● AIM OF THE TASK
Render the items, from their start through the line containing "positive clicks: (253, 164)", as a Markdown table with the columns "No." and "Line", numbering each row and skipping blank lines. Leave the pictures out of the answer.

(Saved entries)
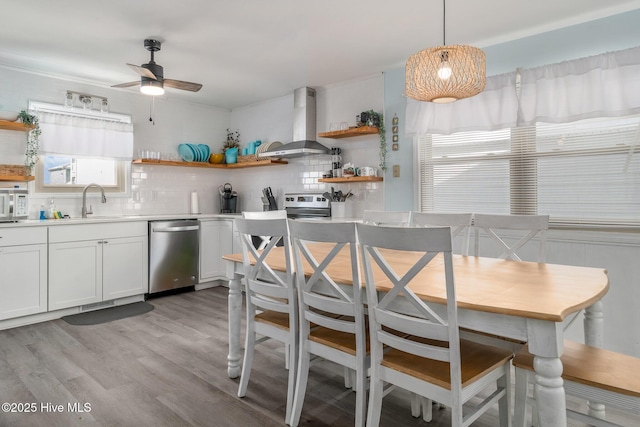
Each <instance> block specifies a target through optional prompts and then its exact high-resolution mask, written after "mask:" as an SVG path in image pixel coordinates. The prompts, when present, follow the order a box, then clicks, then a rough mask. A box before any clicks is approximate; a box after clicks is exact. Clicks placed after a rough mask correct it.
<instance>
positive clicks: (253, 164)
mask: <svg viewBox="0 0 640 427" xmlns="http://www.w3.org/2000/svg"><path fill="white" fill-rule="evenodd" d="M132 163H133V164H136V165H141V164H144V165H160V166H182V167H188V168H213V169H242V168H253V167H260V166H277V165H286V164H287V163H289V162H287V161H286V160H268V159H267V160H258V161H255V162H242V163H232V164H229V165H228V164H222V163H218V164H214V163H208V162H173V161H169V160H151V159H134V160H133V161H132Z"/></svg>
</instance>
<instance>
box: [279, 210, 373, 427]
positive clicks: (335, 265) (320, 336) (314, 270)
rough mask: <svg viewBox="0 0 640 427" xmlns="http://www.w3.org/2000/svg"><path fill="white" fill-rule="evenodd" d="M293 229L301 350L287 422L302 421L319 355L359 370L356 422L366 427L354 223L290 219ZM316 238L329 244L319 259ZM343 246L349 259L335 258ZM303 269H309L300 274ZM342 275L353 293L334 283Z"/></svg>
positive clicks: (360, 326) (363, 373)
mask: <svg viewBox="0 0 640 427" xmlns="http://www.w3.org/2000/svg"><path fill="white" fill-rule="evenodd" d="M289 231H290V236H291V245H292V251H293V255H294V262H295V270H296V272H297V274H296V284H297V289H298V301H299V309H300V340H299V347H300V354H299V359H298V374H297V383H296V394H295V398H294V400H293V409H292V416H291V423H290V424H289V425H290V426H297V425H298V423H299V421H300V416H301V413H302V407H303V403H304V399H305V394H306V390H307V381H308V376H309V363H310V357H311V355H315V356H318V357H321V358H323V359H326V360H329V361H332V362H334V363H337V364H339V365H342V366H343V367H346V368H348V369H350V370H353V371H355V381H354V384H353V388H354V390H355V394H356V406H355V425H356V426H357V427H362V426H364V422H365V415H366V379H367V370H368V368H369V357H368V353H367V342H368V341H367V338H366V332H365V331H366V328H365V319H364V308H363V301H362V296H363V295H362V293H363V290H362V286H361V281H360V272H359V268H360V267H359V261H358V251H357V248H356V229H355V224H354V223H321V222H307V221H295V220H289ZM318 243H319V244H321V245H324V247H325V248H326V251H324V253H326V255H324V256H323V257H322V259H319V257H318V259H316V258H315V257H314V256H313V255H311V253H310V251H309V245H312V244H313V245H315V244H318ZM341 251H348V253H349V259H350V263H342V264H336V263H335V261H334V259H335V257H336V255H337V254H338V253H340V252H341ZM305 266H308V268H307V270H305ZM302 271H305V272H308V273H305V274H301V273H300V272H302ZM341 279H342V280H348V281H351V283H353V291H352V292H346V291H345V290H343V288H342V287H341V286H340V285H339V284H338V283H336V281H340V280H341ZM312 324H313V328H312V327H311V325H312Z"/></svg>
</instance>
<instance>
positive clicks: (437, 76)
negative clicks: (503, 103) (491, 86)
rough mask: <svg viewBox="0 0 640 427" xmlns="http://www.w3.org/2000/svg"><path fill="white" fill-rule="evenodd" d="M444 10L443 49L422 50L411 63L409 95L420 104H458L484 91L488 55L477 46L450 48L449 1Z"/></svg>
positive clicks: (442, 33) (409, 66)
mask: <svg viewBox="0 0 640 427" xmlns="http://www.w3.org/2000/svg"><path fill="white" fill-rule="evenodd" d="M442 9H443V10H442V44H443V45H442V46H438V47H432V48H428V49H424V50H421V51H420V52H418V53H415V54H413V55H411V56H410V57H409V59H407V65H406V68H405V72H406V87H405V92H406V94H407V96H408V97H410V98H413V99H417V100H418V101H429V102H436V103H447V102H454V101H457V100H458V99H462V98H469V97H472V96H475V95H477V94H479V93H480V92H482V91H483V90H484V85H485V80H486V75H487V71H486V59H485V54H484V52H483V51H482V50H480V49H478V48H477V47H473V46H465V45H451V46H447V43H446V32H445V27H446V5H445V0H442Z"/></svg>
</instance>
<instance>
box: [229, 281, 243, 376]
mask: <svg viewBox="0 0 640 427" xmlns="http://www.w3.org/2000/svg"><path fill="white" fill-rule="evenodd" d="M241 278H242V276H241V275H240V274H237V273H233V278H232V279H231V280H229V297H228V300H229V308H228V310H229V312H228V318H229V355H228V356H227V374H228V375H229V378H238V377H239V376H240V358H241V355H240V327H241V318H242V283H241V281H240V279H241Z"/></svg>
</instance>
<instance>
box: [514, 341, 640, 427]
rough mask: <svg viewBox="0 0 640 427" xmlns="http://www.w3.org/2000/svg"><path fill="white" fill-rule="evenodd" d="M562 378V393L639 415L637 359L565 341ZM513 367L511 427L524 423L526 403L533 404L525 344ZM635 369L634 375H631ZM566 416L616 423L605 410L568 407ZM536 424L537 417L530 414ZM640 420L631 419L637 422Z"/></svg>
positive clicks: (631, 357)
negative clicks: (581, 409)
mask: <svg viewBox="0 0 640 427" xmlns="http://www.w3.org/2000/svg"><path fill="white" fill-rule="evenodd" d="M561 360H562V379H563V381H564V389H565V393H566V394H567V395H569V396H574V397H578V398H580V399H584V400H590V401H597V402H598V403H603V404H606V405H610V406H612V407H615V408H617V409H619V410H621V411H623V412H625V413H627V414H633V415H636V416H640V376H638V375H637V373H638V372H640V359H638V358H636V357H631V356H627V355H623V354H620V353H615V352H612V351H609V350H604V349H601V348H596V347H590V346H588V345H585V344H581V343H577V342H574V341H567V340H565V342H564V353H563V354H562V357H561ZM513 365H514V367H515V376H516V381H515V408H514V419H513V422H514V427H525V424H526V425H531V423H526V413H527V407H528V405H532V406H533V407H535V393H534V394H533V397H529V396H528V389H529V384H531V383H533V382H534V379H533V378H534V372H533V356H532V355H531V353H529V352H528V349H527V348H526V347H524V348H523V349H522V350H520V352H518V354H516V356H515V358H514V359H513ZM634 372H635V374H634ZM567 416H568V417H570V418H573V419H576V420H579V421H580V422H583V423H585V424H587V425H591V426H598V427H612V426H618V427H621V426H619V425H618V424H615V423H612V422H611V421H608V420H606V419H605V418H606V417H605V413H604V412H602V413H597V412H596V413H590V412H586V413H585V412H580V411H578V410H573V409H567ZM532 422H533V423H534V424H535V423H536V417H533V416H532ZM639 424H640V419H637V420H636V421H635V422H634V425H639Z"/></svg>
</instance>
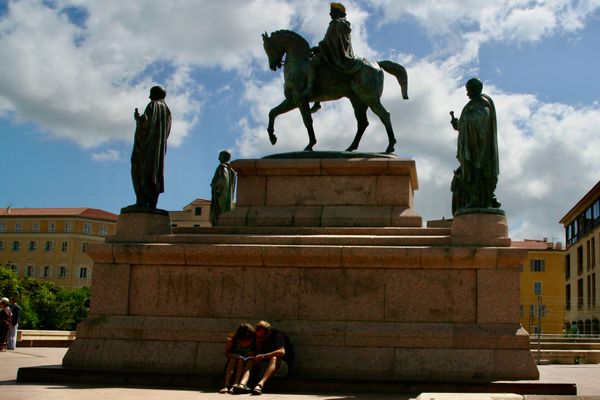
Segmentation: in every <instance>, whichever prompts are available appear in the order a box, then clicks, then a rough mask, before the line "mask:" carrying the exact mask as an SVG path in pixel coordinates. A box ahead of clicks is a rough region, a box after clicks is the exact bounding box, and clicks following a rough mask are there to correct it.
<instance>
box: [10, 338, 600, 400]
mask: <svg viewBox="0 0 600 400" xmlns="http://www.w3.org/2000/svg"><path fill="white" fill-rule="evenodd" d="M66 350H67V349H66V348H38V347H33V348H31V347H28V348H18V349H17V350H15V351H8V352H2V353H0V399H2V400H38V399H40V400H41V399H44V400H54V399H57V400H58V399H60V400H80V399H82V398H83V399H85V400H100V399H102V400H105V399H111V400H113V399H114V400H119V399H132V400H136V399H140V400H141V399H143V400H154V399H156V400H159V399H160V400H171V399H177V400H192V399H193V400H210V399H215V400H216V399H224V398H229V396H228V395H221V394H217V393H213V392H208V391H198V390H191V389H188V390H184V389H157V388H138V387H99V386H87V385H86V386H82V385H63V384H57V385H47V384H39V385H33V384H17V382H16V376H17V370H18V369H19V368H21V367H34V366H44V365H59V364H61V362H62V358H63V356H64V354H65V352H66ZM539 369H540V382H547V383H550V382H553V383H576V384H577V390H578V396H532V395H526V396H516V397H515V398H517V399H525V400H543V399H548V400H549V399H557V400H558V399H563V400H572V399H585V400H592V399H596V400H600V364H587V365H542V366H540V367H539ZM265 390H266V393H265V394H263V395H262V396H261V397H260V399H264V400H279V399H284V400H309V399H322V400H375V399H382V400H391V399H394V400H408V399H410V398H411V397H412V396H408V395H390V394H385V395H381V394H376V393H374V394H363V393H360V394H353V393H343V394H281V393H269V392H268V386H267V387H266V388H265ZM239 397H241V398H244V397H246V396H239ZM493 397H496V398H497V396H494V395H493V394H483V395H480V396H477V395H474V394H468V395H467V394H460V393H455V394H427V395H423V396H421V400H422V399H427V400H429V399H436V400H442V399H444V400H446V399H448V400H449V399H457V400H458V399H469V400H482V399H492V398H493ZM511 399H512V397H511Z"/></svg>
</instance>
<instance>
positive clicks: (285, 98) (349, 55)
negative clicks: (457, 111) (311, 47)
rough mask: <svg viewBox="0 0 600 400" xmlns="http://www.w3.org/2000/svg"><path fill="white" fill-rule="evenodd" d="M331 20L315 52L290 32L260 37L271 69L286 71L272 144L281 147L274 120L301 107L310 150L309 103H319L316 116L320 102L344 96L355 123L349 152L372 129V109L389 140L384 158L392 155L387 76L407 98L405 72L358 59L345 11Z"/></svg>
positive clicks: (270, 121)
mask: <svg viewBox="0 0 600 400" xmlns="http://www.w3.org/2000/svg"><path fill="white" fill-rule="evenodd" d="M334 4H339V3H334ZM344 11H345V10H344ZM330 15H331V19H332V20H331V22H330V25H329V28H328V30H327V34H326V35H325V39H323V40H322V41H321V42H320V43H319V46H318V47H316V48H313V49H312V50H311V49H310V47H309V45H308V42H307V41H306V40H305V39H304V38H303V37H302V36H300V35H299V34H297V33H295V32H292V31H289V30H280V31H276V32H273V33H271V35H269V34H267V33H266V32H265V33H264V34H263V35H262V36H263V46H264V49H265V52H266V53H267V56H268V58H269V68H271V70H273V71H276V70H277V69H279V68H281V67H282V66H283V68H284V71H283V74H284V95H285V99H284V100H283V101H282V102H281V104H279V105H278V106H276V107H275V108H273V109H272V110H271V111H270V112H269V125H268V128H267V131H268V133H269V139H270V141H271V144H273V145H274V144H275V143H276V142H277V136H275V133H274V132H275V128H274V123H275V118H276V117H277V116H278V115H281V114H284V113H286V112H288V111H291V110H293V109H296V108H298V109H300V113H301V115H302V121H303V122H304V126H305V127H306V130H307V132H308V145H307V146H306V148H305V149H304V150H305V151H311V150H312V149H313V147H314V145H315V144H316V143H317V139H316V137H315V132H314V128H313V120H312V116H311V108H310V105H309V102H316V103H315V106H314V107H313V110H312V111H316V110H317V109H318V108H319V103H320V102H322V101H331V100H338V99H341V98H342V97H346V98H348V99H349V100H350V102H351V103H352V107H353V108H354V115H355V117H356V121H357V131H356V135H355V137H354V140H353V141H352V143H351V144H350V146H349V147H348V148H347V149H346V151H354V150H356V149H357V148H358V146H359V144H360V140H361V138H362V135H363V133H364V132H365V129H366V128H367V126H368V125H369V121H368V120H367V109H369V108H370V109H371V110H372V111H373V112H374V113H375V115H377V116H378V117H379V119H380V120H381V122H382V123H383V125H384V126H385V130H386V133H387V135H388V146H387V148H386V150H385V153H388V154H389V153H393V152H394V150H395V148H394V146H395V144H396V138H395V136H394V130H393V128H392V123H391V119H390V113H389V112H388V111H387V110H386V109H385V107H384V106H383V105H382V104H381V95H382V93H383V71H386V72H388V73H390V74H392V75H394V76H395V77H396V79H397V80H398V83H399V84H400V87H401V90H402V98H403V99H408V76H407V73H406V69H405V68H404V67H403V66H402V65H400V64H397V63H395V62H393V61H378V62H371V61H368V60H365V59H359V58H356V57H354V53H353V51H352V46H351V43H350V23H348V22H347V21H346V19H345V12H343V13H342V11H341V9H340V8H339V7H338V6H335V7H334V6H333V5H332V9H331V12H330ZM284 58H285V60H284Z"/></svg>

● SOLUTION
| No. | Line |
|---|---|
| 1 | Each <instance> block specifies a target through optional prompts and then its exact high-resolution mask, written after "mask:" as an SVG path in image pixel coordinates. The prompts, when present, follow the order a box, then clicks, then a rough mask. A box before any clicks is approximate; a box after clicks is exact. Clicks placed after a rough mask correct it. |
| 2 | <instance> |
| 3 | positive clicks: (253, 164) |